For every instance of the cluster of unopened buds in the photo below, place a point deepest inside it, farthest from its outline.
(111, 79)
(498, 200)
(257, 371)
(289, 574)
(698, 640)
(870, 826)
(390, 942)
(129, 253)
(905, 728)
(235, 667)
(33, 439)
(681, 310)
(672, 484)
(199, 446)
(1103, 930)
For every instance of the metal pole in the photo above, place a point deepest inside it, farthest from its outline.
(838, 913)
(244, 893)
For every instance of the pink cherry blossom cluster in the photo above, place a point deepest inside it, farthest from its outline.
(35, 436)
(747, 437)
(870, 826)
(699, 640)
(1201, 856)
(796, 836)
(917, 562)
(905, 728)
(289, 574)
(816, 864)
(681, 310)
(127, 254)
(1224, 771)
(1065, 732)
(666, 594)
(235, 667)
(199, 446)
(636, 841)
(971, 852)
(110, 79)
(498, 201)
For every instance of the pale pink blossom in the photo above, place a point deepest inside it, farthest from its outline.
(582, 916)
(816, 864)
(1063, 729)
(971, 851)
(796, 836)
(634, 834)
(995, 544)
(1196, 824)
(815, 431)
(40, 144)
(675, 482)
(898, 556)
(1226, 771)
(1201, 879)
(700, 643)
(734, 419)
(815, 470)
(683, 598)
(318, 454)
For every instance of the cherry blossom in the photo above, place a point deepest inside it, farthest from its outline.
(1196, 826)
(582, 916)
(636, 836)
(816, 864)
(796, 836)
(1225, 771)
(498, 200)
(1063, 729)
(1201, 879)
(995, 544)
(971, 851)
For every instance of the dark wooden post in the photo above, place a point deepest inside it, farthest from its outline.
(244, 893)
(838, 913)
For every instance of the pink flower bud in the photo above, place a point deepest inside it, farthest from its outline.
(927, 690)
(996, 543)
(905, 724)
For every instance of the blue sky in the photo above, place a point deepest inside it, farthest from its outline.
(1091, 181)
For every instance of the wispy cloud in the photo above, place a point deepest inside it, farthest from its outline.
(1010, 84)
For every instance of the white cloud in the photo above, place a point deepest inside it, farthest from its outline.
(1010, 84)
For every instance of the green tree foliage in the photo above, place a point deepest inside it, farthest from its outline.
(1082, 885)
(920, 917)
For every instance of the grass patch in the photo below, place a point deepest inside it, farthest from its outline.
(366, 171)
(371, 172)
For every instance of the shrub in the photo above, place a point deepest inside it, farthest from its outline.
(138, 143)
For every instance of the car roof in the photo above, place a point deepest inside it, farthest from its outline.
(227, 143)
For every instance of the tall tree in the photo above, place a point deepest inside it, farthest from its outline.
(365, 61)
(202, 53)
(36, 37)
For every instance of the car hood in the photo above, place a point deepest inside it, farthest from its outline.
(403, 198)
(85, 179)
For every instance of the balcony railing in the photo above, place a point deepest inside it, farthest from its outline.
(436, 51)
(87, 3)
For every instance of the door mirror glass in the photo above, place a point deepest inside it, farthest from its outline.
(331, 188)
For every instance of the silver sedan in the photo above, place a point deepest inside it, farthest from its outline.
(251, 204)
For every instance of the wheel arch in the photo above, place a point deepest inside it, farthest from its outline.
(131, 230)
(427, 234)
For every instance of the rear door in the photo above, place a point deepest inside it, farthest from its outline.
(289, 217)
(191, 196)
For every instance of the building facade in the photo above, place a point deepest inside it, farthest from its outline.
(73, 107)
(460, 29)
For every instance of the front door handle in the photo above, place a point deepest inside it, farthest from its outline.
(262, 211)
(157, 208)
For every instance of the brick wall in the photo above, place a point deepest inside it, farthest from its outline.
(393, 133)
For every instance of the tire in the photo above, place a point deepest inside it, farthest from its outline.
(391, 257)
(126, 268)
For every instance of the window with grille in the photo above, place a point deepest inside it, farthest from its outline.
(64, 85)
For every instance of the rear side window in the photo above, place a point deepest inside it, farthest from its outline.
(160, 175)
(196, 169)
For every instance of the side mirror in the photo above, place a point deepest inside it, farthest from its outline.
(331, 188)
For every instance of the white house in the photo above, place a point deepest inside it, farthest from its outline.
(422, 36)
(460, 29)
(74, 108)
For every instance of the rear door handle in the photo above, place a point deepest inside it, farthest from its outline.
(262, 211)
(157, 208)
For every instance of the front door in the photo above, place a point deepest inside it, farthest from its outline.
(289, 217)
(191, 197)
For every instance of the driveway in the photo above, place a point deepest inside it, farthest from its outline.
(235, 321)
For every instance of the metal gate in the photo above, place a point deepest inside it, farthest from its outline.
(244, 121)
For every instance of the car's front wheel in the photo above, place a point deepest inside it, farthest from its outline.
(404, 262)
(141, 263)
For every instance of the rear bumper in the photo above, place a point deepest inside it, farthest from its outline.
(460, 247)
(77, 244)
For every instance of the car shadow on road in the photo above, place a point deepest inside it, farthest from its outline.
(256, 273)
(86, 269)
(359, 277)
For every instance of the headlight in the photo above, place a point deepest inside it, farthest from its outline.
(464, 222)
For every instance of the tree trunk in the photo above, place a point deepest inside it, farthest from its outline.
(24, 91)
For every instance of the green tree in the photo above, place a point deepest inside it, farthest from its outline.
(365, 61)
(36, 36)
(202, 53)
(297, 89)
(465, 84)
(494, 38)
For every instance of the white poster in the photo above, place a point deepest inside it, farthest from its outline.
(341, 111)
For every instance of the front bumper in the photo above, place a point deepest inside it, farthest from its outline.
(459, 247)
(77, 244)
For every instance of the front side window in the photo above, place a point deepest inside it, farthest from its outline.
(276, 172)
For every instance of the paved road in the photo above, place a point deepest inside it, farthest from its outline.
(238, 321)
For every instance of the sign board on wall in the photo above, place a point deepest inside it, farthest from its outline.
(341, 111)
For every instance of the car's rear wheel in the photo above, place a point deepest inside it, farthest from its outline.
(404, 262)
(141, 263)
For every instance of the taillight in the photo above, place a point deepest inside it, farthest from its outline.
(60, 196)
────
▶ [Instruction]:
Rewrite all of the records above, substituting "mark a point" for every occurrence of "place a point" and leaving everything else unchanged.

▶ [Result]:
For every instance of the cluster of unopened buds in the photo below, mark a point deepest inside it, farthest from its outline.
(111, 79)
(498, 200)
(257, 371)
(289, 574)
(698, 640)
(870, 826)
(390, 942)
(129, 253)
(905, 728)
(235, 667)
(33, 439)
(681, 310)
(672, 484)
(199, 446)
(1103, 930)
For every instance of the metal pole in the photo above, mark a point deepest inside it, farthest from its outline.
(838, 913)
(244, 893)
For every instance of the pink cherry blossom cluster in the photo above, mark a point deepest inside it, farthest from its outline.
(35, 436)
(747, 437)
(870, 826)
(699, 640)
(1201, 856)
(796, 836)
(917, 562)
(905, 728)
(289, 574)
(816, 864)
(681, 310)
(127, 254)
(1224, 771)
(1065, 732)
(666, 594)
(235, 667)
(199, 446)
(636, 841)
(971, 852)
(110, 79)
(498, 201)
For every instance of the pale pink blossom in the photo above, mark a point deepest inside it, farthest from its outline.
(582, 916)
(816, 864)
(1063, 729)
(971, 851)
(796, 836)
(634, 834)
(995, 544)
(1196, 824)
(815, 431)
(40, 144)
(675, 482)
(898, 556)
(1226, 771)
(1201, 879)
(700, 643)
(734, 419)
(815, 470)
(683, 598)
(318, 454)
For every instance of the cherry blossom in the photo above, mark a point deepest inside it, farthest from its outline.
(1196, 826)
(582, 916)
(636, 836)
(816, 864)
(796, 836)
(1225, 771)
(498, 200)
(1063, 729)
(1201, 879)
(995, 544)
(971, 851)
For every instance of the dark wooden post in the photo above, mark a point deepest inside it, farthest from its outline.
(244, 893)
(838, 913)
For every instance of the pink flower bud in the photo above, mark a point deepest inside it, farthest from its outline.
(927, 690)
(996, 543)
(905, 724)
For every instance of the blue sky in the photo above, mark a point deepest inside it, farthest from its outline.
(1091, 181)
For every instance of the wispy cloud in the photo above, mark a point deepest inside it, farthest from its outline.
(1010, 84)
For every instance of the white cloud in the photo above, mark a point deepest inside it, farthest from its outline.
(1010, 84)
For every instance of the green tree foliage in the photo above, mark a point deepest inside it, farthest from its outline.
(1082, 885)
(920, 917)
For every instance of the grass patch in the photo below, mark a point deepest inside it, farthest from its outline.
(366, 171)
(371, 172)
For every instance of the shrub in the photo above, mark a point deepest inside it, farthest from its outline.
(138, 143)
For every instance of the car roof in the photo above, mark a point deepest inside it, farthest from its outline.
(227, 143)
For every instance of the tall tree in the photo above, mark a point deepest inside it, farthest from its outline.
(365, 61)
(202, 53)
(36, 37)
For every instance of the car hood in the photo above, mark a point deepest inside it, farthest from its outline.
(403, 198)
(85, 179)
For every instance of the balcony railing in the photo above, mark a point deepest inside it, farthest from its outline.
(436, 51)
(87, 3)
For every instance of the door mirror glass in the photo above, mark a point deepest inside it, farthest from its outline.
(331, 188)
For every instance of the silver sedan in the photo above, mark a point deepest inside it, farthest from its outline.
(251, 204)
For every instance of the wheel arch in the photo above, mark a point deepest inside it, farthest from its outline.
(131, 230)
(427, 234)
For every instance of the rear door in the photo above, mark a point deepest inside it, farthest from its outline.
(289, 217)
(191, 196)
For every instance of the building facade in the photo above, mark a point deepest inside it, farthest from its outline.
(73, 107)
(460, 29)
For every instance of the front door handle in the photo above, mark a point deepest inside it, farthest from its outline.
(262, 211)
(157, 208)
For every instance of the brick wall in the photo above, mark a point deepest inside it, farthest from its outline.
(393, 133)
For every instance of the tire in the photo above, mark a point deepest inside it, farthest from its outline.
(391, 257)
(126, 268)
For every instance of the window with grille in the photo above, mark a point deepest inside it, farthest from its outline.
(64, 85)
For every instance of the rear side window in the photo above, mark a point deepest inside it, farthest from its outline.
(160, 175)
(196, 169)
For every instance of the side mirror in the photo above, mark a point deepest inside it, farthest from its outline.
(331, 188)
For every instance of the white house in the photo above, mark a point deepest inside it, farthest from its outline.
(422, 36)
(460, 29)
(74, 108)
For every instance of the rear door handle in the photo above, mark a point deepest inside it, farthest from its outline.
(262, 211)
(157, 208)
For every instance of the front door in the photo above, mark a point deepest inside it, farthest from its outline.
(289, 217)
(191, 197)
For every instance of the driveway in the photo above, mark a point deepest inside it, farthest from its outline.
(235, 321)
For every instance of the metal gate in the photo above, mark a point deepest inside it, farthest from its outline.
(244, 121)
For every instance of the car's front wheel in the photo above, mark a point deepest inside it, farthest from its outline.
(404, 262)
(141, 263)
For every instance of the rear bumper in the photo above, mark a point deepest inside it, farthest from its outline.
(460, 247)
(77, 244)
For every instance of the car shadow on road in the photo above, mark a point deepest inside it, farthest from its outline.
(256, 273)
(86, 269)
(359, 277)
For every instance of the headlight in the photo above, mark a point deepest inside it, farthest from its outline.
(464, 222)
For every instance of the tree trunk in the photo above, mark a point deepest inside it, farthest from its outline.
(24, 91)
For every instance of the green tree in the photo above, mark a point deepest inside it, farthest from its outline.
(365, 61)
(36, 36)
(202, 53)
(297, 89)
(465, 84)
(494, 38)
For every instance of the white poster in the photo above, mark a point deepest inside it, farthest from its outline.
(341, 111)
For every instance of the front bumper in the photo above, mark a point deepest inside it, farthest from its outline.
(459, 247)
(77, 244)
For every instance of the front side window in the photo above, mark a point deepest inside it, farthest from its outline.
(276, 172)
For every instance of the paved road in the photo above, mark a point deepest inside it, farthest from its outline.
(238, 321)
For every instance of the sign board on wall in the photo above, mark a point deepest inside it, farthest from its outline.
(341, 111)
For every instance of the car's rear wheel in the photo above, mark a point deepest inside it, farthest from its outline.
(404, 262)
(141, 263)
For every instance of the taillight in the photo above, mark a point deepest inside it, farthest from its outline.
(60, 196)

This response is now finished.